**To do**. Collect every line from the entries below that contains the string "tank" and copy each one. Matching is case-sensitive.

**Material for this exercise**.
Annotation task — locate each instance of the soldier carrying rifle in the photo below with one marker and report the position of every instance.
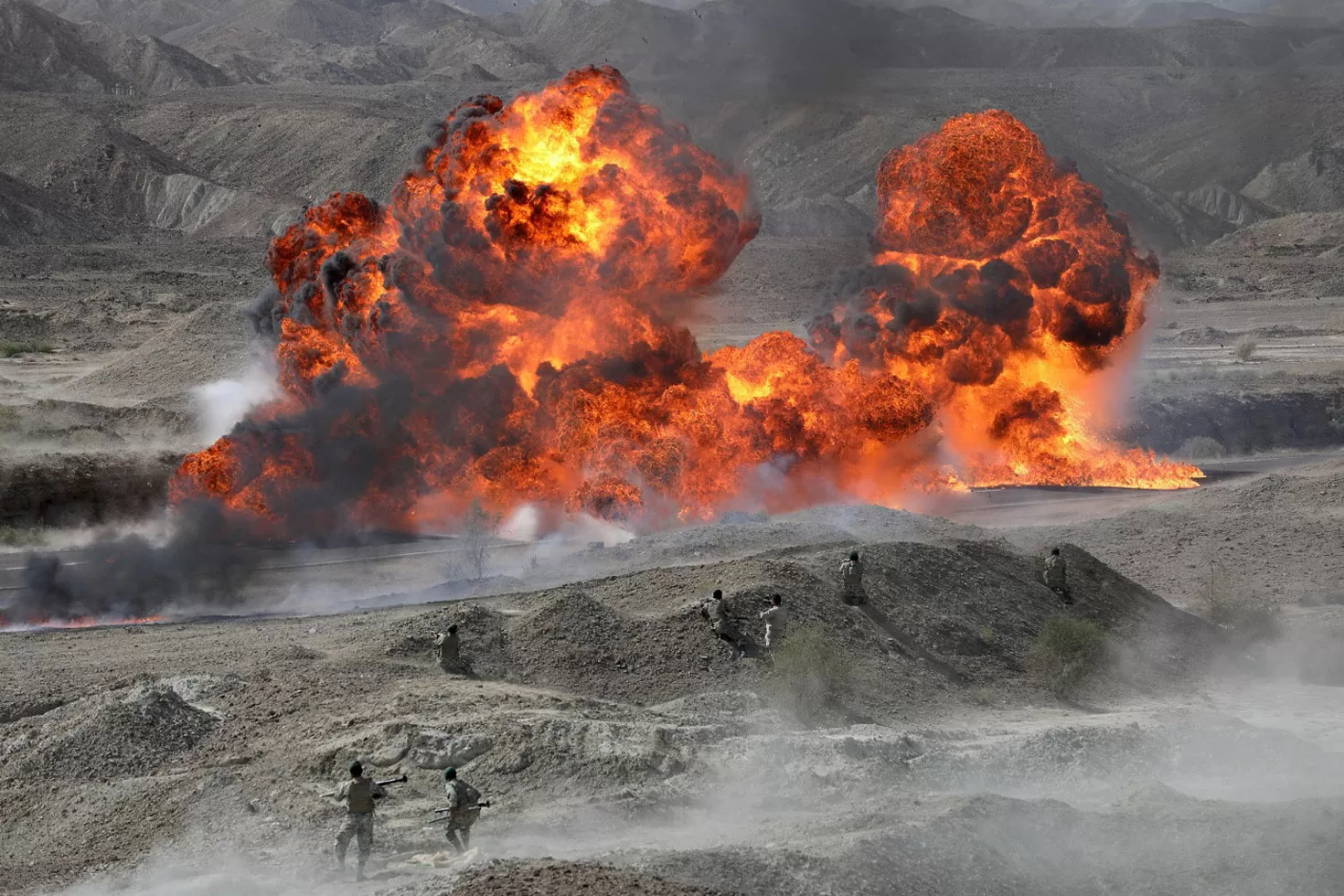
(464, 807)
(359, 795)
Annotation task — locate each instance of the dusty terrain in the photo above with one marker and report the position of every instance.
(160, 145)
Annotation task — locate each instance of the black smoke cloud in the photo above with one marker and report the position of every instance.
(129, 578)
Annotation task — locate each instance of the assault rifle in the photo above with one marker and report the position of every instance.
(443, 815)
(402, 779)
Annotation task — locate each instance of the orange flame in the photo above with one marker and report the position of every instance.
(504, 331)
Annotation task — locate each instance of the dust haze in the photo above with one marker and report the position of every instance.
(928, 744)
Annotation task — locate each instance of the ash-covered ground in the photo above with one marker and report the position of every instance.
(159, 146)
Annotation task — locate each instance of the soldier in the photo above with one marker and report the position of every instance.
(851, 572)
(717, 612)
(449, 650)
(464, 807)
(775, 618)
(1057, 577)
(357, 795)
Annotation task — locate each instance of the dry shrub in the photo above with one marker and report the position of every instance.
(811, 672)
(1244, 348)
(477, 544)
(1232, 604)
(1066, 653)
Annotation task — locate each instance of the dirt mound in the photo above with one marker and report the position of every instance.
(82, 489)
(28, 215)
(566, 879)
(1308, 229)
(1312, 182)
(953, 614)
(111, 735)
(826, 217)
(206, 346)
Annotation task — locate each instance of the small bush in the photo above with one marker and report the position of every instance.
(1244, 348)
(477, 544)
(1066, 653)
(1232, 604)
(25, 347)
(811, 672)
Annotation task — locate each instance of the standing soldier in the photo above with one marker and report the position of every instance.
(357, 795)
(1057, 577)
(464, 807)
(717, 612)
(449, 650)
(775, 618)
(851, 572)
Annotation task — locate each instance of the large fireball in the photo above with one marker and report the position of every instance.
(506, 331)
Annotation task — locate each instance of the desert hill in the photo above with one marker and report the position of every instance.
(42, 51)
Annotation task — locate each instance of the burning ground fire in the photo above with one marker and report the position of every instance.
(506, 331)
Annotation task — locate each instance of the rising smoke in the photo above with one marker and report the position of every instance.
(129, 578)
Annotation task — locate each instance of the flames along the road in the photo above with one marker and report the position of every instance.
(506, 329)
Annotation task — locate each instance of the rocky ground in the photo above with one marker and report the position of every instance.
(160, 145)
(608, 726)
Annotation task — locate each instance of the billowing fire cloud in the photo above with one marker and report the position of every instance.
(506, 331)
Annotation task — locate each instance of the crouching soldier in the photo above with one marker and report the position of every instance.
(851, 577)
(1057, 577)
(357, 795)
(449, 647)
(715, 610)
(775, 620)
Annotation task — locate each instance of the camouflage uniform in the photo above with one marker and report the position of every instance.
(357, 795)
(717, 612)
(449, 652)
(1057, 577)
(775, 621)
(851, 572)
(464, 809)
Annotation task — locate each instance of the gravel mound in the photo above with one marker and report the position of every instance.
(568, 879)
(117, 733)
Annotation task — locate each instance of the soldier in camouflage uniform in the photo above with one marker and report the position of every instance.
(464, 807)
(775, 621)
(449, 650)
(357, 795)
(717, 612)
(851, 574)
(1057, 577)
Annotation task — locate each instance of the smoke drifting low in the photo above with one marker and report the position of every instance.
(129, 578)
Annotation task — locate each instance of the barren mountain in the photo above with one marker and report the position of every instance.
(42, 51)
(30, 215)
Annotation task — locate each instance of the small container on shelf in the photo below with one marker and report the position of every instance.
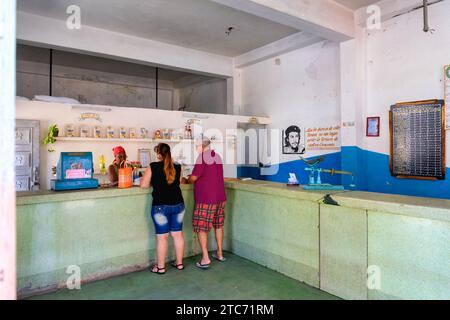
(98, 132)
(70, 131)
(173, 134)
(85, 132)
(133, 134)
(157, 135)
(123, 133)
(110, 133)
(166, 134)
(144, 133)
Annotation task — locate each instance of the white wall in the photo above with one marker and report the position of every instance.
(49, 113)
(7, 185)
(405, 64)
(209, 96)
(303, 89)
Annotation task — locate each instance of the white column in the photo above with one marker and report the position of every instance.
(7, 180)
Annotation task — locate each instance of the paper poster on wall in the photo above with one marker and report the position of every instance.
(323, 138)
(293, 140)
(447, 96)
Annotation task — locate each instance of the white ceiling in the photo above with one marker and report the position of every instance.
(356, 4)
(198, 24)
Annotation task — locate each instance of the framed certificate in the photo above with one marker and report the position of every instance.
(145, 157)
(373, 127)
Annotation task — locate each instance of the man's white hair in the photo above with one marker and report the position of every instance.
(204, 141)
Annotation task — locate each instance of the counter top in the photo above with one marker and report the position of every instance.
(25, 198)
(429, 208)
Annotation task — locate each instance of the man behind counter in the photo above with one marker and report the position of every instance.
(119, 156)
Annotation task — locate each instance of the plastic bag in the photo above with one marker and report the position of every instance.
(125, 175)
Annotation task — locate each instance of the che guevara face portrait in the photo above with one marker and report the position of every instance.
(292, 140)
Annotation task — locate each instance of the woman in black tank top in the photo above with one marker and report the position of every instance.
(167, 207)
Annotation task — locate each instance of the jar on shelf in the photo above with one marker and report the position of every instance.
(123, 134)
(70, 131)
(98, 132)
(133, 134)
(85, 132)
(110, 133)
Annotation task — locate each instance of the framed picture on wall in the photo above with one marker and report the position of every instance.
(373, 127)
(293, 140)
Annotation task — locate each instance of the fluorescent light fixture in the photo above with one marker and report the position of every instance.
(91, 108)
(195, 116)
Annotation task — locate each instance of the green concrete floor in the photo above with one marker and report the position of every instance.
(235, 279)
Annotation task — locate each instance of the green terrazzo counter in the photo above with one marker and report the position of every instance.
(427, 208)
(399, 244)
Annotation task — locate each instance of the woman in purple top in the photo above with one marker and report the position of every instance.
(210, 200)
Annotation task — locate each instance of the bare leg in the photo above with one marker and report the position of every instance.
(203, 240)
(219, 240)
(161, 250)
(178, 243)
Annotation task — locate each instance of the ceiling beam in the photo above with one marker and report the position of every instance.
(285, 45)
(323, 18)
(189, 80)
(53, 33)
(390, 9)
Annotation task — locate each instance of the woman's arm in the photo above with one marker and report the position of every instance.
(146, 179)
(113, 178)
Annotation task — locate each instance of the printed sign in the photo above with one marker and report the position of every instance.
(323, 138)
(447, 96)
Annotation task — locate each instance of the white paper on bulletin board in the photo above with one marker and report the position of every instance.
(447, 96)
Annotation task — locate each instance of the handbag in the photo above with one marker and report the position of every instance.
(125, 175)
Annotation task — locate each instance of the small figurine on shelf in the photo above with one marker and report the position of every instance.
(97, 132)
(157, 134)
(133, 134)
(123, 133)
(102, 164)
(110, 133)
(144, 133)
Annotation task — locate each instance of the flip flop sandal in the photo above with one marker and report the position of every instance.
(223, 259)
(158, 270)
(202, 266)
(177, 266)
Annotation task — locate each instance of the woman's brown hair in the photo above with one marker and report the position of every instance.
(169, 168)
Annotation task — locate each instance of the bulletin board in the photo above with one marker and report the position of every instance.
(417, 132)
(447, 94)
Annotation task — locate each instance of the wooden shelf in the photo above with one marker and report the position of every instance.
(78, 139)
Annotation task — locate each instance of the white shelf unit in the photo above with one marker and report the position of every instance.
(78, 139)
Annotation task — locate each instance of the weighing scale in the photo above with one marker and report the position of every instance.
(316, 183)
(75, 171)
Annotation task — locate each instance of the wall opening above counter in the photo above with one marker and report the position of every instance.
(50, 74)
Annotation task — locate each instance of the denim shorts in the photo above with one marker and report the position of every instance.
(168, 218)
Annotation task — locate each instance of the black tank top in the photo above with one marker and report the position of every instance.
(163, 193)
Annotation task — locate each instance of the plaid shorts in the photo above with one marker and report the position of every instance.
(207, 216)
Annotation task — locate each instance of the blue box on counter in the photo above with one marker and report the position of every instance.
(75, 171)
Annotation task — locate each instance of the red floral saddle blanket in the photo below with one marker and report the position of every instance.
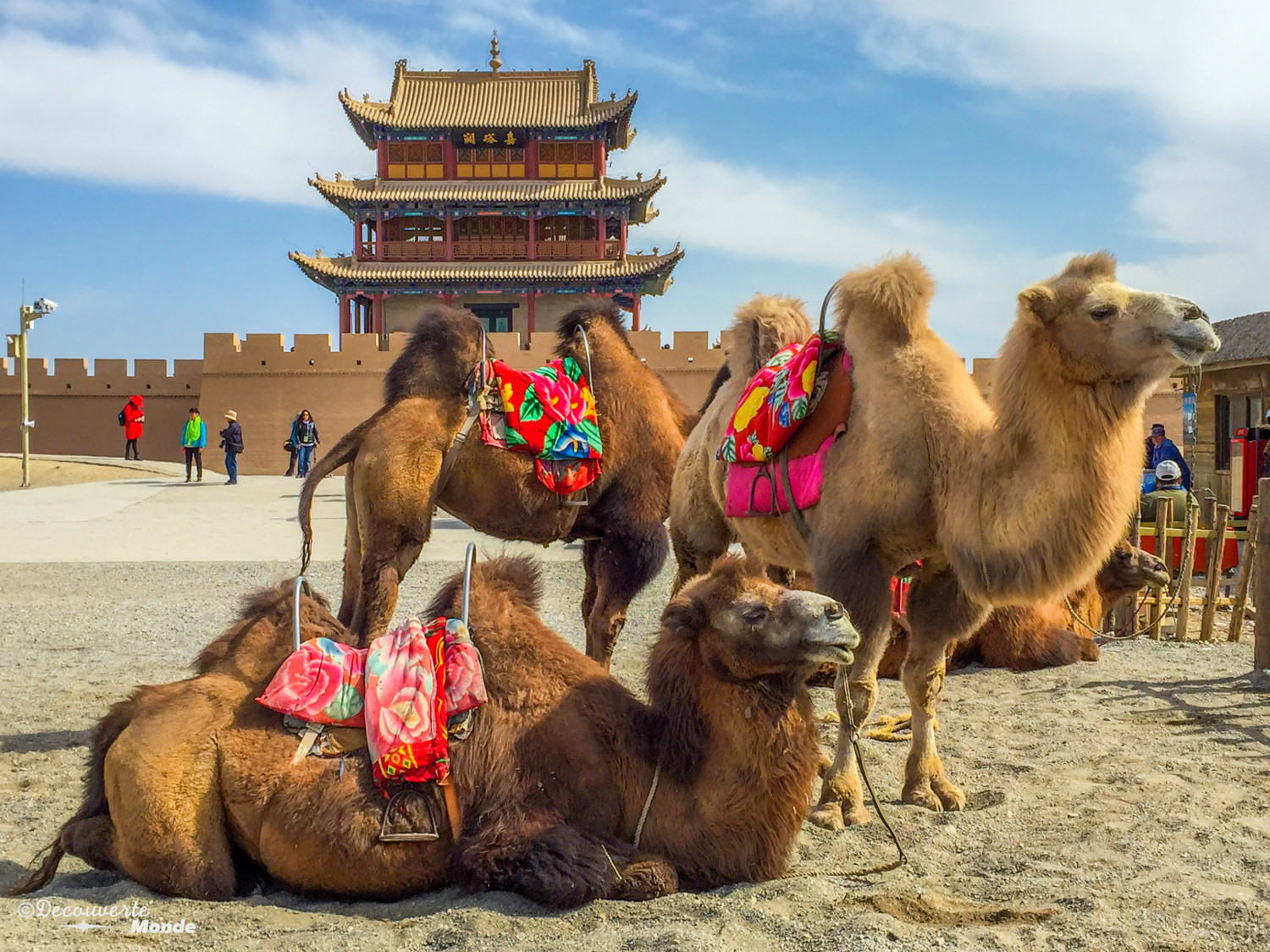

**Exercise output**.
Annotation task — locate each instance of the woman in black tank top in the photo above with one marker and report the position of every instance.
Annotation task — locate each instance of the black tank top in the photo above with one marker and report the position of every instance.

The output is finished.